-- Start of Information supplied --

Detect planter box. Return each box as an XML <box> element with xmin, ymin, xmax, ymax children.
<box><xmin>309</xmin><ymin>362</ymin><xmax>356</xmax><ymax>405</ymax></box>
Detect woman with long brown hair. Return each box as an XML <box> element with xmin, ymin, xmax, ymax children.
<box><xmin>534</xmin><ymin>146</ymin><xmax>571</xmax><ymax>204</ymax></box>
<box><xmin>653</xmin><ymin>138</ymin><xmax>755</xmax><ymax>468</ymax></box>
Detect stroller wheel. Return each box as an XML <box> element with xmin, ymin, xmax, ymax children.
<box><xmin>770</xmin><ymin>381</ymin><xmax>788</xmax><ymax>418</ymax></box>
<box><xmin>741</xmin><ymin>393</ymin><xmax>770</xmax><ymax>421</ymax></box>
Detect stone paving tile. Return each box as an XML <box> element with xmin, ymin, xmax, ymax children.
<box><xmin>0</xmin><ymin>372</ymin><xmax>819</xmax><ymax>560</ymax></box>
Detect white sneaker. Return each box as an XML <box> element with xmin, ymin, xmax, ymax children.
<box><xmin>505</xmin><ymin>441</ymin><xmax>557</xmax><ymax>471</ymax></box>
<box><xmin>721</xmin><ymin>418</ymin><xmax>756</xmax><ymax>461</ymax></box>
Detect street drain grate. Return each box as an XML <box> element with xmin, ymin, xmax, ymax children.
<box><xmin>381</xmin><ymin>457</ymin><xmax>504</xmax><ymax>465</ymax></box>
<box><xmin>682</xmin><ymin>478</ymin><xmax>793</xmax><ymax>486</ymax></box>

-- End of Information supplied --
-- Start of Information supplied --

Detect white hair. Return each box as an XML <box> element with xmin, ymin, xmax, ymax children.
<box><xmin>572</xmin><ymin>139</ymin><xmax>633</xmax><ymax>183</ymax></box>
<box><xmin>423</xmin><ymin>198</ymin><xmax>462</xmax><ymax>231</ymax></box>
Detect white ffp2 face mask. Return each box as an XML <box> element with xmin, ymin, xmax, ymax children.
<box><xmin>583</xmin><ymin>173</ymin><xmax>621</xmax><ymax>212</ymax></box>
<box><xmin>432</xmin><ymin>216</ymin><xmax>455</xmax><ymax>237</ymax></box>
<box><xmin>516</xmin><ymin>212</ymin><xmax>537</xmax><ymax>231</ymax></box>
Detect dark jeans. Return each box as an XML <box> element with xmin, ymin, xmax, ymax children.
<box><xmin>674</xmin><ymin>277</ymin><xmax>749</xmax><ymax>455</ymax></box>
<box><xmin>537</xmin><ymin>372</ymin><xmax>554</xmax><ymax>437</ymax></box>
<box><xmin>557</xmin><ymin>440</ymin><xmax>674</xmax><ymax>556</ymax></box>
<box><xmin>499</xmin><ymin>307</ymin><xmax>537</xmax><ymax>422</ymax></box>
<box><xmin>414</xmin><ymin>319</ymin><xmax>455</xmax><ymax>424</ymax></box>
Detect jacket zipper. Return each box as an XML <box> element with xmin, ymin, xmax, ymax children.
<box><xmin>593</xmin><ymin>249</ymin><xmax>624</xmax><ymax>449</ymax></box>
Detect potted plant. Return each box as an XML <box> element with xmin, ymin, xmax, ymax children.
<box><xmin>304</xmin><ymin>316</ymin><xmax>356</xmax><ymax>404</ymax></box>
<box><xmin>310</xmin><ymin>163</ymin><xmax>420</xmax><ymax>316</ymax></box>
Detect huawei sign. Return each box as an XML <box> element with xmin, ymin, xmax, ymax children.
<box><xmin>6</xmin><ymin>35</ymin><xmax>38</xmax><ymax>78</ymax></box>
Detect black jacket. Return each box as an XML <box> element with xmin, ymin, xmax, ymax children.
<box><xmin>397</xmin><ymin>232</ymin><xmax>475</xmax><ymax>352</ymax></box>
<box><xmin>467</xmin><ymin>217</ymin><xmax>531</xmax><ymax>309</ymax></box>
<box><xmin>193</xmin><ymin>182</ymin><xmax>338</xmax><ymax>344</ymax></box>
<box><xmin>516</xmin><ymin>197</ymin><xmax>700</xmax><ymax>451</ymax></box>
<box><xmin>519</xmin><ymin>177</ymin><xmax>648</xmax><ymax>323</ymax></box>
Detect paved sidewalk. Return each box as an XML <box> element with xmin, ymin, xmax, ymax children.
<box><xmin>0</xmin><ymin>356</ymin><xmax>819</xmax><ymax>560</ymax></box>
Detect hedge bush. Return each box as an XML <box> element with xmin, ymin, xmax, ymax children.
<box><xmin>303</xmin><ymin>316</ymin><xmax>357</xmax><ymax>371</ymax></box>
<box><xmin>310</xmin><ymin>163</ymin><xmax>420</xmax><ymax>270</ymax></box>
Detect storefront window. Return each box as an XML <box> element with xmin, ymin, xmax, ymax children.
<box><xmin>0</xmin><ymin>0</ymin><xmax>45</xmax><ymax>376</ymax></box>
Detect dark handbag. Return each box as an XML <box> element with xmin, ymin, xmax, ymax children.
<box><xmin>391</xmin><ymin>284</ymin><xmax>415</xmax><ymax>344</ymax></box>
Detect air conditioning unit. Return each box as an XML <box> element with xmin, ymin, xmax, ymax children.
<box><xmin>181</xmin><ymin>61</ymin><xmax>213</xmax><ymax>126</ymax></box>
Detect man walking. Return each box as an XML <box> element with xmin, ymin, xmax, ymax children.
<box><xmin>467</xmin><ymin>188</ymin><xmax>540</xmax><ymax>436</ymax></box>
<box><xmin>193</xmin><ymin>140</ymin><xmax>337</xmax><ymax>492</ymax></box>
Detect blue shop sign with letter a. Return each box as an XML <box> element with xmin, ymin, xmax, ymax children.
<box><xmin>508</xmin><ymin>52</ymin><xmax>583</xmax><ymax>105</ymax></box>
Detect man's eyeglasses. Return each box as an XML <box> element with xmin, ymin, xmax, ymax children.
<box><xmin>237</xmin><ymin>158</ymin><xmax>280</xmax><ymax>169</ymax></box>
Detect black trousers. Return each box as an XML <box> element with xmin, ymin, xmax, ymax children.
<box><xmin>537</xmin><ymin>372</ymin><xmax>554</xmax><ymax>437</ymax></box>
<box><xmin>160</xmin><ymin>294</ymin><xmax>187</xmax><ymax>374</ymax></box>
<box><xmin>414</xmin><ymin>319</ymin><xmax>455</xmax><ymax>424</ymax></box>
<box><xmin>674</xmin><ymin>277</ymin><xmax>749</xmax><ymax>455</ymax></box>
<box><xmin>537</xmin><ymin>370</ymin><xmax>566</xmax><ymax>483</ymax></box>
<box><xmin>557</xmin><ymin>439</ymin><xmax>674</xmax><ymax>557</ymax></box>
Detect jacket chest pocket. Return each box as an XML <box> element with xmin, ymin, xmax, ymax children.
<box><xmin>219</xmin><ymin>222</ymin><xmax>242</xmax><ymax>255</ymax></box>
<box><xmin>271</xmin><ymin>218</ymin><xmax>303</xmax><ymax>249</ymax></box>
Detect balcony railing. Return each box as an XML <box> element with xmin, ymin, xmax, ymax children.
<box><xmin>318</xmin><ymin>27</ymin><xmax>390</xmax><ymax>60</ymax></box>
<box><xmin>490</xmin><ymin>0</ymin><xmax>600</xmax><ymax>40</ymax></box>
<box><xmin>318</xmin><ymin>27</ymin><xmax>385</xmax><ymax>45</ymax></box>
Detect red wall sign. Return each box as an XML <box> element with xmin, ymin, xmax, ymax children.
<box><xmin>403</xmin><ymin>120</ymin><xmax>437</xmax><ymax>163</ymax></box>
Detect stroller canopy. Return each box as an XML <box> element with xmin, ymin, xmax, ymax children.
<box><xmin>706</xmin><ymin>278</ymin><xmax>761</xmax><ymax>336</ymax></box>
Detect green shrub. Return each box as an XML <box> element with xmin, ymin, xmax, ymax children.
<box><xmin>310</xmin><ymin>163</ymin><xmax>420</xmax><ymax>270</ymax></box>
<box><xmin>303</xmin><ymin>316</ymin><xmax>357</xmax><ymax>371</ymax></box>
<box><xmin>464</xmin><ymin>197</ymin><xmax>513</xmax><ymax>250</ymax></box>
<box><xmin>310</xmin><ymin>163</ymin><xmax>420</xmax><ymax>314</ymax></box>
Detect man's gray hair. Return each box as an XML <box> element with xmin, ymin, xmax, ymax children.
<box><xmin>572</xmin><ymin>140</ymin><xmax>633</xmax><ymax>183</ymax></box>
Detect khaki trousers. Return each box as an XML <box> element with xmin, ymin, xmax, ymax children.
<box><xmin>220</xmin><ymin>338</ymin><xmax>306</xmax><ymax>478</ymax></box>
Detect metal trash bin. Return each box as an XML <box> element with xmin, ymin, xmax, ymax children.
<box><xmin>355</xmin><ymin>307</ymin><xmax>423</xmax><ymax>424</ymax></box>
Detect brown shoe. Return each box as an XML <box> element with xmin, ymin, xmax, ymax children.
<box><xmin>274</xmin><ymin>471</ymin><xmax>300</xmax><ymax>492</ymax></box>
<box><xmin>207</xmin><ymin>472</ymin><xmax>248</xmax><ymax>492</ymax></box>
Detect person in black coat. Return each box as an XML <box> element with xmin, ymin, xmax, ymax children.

-- End of Information supplied --
-- Start of Information supplied --

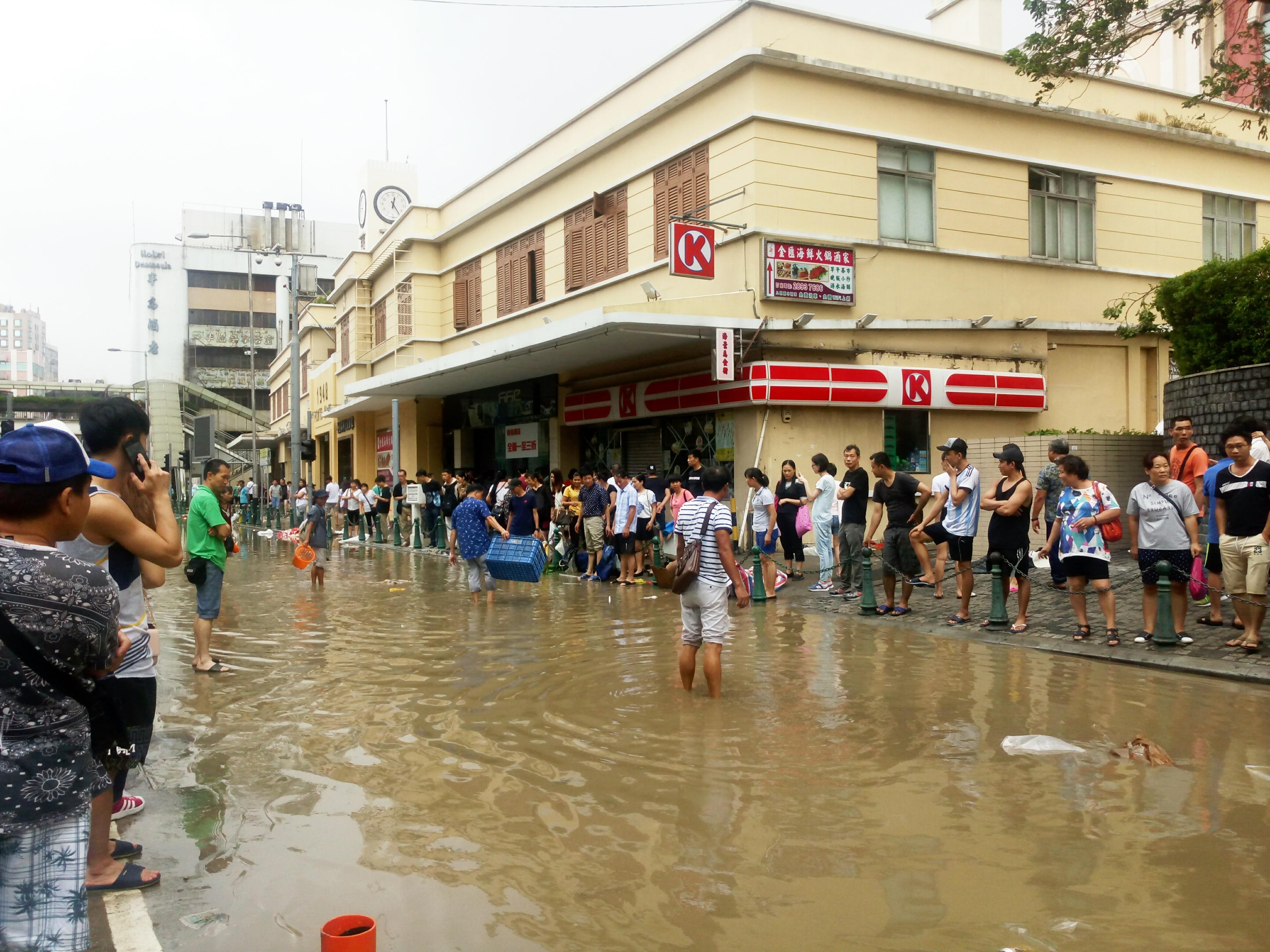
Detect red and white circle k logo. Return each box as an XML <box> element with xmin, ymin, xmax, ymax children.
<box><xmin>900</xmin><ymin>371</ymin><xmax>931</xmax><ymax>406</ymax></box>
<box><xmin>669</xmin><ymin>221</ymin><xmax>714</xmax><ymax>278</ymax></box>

-- End of Information supplied --

Exercise prompt =
Select every line of the records above that contains the word "white", and copy each one in full.

Written reply =
Detect white sneaker. Return each box as an XML <box> element with xmin, ymin, xmax, ymax children.
Detect white hair. Return each box as an XML <box> element with xmin, ymin, xmax, ymax children.
Detect white ffp2 face mask. Return each box as an XML <box> element with xmin, ymin, xmax, ymax children.
Detect red and white circle k logo. Return each box as an XML <box> element with xmin, ymin, xmax, ymax children.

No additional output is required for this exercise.